◆ PAGE TEXT:
┏━━

Republicans running for Colorado governor would— and wouldn’t— ban bump stocks, and one of them gets out front on gun violence

Bump stock

Amid a gun policy debate gripping the nation in the wake of multiple mass shootings, one illuminating aspect can be found in the Republican primary for governor in Colorado.

In a Colorado Independent survey of six GOP candidates running, three say they would sign a bill banning bump stocks, a gun accessory that turns a semi-automatic weapon into one that can spray off shots like a machine gun, and one says he would want to see a federal ban. 

The once obscure and deadly device has become a flashpoint in a broader debate about gun violence since President Donald Trump signaled he would ban them and even the NRA said the government should review whether selling the gun parts should be legal. Republicans who control the Colorado Senate, on the other hand, recently killed a bill to ban them.

Meanwhile, one Republican candidate for governor in Colorado, Victor Mitchell, has made tackling school shootings a centerpiece of his campaign in the lead-up to the April 14 GOP state assembly and the June 26 primary.

A top priority for him if he becomes governor, he said, would be to create a “nonpolitical task force” that involves a spectrum of experts from FBI profilers to mental health professionals and more who would come up with specific solutions. Goals, he says, would include greater funding for mental health, family interventions, strengthening schools and law enforcement, “increased profiling and community engagement,” and reviewing HIPAA privacy laws, among others.

┗━━

◆ RECORD EXTRACTS:
┏━━

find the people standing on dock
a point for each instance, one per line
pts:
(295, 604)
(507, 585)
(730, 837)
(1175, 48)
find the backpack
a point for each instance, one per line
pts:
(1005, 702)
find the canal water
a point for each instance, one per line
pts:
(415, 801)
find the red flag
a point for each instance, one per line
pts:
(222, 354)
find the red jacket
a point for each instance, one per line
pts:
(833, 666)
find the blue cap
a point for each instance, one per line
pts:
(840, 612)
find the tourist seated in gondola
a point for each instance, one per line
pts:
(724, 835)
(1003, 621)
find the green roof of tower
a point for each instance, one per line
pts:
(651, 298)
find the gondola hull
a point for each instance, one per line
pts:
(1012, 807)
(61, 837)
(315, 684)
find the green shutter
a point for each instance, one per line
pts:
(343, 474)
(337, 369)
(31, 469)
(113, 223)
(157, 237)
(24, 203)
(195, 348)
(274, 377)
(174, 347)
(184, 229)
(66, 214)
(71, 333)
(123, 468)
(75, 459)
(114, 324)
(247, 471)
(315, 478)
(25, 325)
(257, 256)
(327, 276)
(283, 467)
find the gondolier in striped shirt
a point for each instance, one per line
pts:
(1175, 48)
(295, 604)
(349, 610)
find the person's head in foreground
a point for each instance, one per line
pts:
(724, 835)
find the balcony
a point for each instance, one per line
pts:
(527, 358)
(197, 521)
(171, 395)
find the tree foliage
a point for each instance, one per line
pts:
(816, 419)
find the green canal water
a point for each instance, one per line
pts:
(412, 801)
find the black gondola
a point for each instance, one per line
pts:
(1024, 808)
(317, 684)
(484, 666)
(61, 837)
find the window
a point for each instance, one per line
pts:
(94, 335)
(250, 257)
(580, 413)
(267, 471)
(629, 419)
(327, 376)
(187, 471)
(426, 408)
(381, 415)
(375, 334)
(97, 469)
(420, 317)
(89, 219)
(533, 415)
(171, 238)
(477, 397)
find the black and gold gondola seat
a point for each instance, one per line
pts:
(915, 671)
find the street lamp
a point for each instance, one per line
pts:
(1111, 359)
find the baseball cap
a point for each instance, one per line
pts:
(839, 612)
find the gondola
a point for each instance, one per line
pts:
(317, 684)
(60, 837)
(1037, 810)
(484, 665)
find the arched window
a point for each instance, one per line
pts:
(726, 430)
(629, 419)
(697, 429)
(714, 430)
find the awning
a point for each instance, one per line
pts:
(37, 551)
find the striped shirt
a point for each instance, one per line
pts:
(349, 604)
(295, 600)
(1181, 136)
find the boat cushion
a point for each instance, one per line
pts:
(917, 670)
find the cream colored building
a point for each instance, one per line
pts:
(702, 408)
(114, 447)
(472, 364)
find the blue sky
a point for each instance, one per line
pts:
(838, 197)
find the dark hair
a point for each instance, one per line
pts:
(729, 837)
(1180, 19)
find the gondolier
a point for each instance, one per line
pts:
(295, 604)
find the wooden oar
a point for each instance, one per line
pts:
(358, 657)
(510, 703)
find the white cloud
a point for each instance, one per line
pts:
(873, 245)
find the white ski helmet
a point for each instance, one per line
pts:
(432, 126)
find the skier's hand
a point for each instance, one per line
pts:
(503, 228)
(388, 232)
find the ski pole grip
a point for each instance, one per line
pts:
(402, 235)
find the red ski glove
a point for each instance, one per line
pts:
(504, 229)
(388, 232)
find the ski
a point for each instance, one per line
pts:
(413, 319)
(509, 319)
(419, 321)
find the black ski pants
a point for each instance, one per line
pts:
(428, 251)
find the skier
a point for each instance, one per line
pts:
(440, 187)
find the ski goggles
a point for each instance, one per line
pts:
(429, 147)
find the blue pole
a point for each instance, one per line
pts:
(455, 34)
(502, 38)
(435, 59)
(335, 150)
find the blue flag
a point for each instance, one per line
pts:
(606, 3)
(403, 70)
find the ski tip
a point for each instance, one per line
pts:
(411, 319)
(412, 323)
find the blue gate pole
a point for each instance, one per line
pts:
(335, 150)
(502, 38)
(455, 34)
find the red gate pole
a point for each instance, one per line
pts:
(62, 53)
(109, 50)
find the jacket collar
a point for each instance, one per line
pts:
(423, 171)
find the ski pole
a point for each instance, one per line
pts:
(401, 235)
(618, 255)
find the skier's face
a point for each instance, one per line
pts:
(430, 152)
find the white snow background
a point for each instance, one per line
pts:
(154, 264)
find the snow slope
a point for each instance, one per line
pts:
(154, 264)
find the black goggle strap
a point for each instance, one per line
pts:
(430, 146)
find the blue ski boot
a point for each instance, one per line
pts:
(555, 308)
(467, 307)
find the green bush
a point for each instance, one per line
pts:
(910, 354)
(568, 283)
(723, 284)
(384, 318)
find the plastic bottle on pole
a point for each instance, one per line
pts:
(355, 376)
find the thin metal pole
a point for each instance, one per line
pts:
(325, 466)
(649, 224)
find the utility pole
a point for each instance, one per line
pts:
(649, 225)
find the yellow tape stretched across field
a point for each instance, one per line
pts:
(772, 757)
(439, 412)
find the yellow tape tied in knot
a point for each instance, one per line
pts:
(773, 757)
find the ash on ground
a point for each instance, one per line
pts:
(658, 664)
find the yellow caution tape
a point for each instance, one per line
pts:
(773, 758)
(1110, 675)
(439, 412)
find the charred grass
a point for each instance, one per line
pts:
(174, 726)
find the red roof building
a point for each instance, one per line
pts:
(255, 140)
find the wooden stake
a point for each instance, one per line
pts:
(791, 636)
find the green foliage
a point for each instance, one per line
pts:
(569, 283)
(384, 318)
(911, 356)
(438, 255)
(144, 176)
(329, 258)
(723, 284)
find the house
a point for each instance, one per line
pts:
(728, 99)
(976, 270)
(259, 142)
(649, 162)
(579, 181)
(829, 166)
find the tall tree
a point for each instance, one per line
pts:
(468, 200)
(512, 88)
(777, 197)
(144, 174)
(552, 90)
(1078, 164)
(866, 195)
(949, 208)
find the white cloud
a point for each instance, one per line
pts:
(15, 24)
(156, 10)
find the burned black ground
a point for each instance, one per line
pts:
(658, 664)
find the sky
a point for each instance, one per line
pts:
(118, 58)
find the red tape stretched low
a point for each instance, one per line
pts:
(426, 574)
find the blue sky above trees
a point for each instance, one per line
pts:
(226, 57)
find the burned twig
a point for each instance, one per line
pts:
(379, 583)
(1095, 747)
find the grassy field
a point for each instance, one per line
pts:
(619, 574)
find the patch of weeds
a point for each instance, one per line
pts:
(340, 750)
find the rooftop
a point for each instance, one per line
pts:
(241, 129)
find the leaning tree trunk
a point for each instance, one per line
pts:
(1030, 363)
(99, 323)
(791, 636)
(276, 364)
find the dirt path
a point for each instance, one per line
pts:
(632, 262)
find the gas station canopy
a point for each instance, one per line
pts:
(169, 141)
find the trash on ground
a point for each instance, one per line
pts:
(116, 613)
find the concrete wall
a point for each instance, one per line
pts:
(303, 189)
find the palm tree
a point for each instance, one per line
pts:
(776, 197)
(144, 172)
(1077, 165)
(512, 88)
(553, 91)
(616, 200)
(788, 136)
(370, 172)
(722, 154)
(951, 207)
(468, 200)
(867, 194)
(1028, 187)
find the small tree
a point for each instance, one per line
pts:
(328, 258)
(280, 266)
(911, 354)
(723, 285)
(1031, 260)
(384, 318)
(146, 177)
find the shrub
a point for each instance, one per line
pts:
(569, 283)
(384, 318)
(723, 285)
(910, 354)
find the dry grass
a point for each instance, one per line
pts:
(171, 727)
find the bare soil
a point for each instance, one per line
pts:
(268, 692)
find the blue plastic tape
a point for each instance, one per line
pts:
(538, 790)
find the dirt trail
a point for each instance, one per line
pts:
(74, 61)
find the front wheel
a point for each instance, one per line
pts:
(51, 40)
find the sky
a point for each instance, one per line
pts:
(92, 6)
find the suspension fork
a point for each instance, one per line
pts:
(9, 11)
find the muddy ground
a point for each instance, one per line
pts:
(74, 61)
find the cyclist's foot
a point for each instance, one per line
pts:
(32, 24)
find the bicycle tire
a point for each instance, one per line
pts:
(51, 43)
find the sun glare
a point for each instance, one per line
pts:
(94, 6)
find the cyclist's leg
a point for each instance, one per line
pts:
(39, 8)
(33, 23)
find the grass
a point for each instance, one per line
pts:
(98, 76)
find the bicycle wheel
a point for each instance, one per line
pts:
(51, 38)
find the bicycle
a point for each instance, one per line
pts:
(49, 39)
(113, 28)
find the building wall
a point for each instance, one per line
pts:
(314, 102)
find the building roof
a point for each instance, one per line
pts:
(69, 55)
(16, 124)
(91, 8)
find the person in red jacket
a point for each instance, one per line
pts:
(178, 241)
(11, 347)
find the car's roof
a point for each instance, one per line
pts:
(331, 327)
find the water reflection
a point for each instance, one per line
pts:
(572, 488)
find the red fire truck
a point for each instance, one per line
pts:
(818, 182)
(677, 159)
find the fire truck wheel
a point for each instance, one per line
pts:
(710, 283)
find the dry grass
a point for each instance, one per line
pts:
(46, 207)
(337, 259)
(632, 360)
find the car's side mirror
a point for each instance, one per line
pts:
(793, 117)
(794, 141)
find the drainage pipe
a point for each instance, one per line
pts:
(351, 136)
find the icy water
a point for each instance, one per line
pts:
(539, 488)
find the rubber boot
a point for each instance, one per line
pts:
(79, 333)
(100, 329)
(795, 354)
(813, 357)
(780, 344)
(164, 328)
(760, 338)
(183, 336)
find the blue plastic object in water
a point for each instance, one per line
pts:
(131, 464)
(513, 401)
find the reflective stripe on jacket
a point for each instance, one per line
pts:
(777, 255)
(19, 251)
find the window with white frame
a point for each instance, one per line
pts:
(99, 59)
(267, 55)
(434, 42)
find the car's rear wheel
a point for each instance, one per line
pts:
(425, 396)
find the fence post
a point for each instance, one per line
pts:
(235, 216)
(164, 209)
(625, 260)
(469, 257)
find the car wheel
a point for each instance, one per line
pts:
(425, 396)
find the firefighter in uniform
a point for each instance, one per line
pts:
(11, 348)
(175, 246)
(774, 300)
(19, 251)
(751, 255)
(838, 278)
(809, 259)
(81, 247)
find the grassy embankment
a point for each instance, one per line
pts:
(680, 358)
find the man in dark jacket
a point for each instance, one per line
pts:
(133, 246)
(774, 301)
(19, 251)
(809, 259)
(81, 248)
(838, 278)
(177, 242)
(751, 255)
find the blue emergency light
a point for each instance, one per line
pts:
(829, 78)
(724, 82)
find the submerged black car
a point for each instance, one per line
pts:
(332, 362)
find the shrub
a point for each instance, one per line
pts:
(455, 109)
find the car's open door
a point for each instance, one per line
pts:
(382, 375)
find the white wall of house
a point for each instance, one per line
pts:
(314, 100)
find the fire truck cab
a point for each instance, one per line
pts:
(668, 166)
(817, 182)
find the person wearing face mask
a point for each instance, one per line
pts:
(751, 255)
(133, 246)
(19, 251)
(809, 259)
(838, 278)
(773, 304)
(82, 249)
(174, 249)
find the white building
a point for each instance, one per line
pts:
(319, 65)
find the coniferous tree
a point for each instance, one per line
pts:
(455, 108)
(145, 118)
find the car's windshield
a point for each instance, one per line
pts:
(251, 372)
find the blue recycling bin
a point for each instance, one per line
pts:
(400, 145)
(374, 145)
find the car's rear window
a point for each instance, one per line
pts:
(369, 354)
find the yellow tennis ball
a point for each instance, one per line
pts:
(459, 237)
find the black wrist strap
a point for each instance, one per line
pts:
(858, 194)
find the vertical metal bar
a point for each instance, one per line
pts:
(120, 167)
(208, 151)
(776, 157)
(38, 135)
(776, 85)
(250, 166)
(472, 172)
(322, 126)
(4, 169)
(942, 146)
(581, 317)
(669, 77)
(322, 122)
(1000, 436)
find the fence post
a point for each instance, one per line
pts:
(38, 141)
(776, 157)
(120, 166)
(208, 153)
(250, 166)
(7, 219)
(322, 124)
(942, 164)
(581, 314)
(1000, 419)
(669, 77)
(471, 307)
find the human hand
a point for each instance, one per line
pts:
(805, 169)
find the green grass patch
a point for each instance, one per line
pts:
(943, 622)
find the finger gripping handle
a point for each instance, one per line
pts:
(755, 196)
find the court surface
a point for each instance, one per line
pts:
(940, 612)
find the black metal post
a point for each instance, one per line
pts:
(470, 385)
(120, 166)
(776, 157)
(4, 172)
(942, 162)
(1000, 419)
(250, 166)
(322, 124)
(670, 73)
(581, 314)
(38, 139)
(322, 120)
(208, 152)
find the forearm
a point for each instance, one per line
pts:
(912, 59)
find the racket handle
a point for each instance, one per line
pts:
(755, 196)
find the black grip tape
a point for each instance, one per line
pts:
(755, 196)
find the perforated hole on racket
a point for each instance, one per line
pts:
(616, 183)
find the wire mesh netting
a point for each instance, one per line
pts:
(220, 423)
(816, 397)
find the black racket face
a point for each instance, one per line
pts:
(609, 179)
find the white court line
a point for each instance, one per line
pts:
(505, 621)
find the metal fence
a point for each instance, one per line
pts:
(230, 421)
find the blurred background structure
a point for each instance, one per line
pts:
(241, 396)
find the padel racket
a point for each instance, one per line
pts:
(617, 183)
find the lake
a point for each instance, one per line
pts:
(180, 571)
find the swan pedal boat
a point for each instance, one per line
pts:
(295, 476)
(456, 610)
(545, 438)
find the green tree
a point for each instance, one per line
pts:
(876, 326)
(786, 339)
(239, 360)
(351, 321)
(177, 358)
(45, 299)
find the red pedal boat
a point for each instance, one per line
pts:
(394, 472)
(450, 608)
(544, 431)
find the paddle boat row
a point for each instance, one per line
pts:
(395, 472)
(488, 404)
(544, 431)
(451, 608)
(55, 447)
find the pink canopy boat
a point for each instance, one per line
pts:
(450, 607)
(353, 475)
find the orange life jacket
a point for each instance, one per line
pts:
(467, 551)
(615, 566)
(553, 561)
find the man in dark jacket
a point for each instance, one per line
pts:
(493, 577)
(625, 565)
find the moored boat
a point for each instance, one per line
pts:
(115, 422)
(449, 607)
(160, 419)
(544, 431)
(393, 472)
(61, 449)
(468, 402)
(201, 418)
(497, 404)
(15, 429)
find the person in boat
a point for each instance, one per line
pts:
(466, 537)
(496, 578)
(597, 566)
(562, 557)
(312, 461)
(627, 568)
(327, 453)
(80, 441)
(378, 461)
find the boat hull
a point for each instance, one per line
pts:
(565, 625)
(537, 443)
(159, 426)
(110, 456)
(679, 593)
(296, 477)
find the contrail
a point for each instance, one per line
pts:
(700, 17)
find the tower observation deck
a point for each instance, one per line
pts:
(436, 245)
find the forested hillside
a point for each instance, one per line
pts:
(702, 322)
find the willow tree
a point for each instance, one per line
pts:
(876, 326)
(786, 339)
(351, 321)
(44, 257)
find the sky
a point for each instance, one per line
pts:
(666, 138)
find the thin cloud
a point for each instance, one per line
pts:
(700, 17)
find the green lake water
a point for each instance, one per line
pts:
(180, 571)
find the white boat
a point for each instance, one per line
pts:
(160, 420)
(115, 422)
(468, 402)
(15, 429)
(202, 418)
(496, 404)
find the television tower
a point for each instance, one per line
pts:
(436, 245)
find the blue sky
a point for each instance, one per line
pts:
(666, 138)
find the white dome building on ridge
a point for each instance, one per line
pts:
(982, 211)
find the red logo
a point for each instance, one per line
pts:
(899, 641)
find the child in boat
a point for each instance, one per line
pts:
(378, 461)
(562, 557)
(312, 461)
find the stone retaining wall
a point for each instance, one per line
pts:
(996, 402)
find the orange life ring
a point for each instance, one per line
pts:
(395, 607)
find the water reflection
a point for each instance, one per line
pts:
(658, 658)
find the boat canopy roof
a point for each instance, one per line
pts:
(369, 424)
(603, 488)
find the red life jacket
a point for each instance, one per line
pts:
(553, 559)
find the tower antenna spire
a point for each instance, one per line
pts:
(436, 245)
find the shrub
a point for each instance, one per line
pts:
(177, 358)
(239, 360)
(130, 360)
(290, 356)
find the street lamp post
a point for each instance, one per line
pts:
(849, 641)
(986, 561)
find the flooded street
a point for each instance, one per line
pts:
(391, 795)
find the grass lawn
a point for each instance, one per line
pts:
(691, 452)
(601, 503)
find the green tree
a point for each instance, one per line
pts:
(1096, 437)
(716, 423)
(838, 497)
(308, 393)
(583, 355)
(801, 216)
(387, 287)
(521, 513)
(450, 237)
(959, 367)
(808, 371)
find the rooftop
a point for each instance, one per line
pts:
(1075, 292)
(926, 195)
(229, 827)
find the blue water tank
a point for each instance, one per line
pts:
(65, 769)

┗━━

◆ REQUIREMENT 1: Translate this sentence from the bump stock article into Spanish: "Amid a gun policy debate gripping the nation in the wake of multiple mass shootings, one illuminating aspect can be found in the Republican primary for governor in Colorado."
◆ REQUIREMENT 2: Reproduce a passage from the bump stock article, beginning at the words "The once obscure" and stopping after "to ban them.".

◆ FINAL RESULT 1: En medio de un debate sobre la política de armas que sacude a la nación tras múltiples tiroteos masivos, un aspecto revelador se encuentra en las primarias republicanas para gobernador en Colorado.

◆ FINAL RESULT 2:
The once obscure and deadly device has become a flashpoint in a broader debate about gun violence since President Donald Trump signaled he would ban them and even the NRA said the government should review whether selling the gun parts should be legal. Republicans who control the Colorado Senate, on the other hand, recently killed a bill to ban them.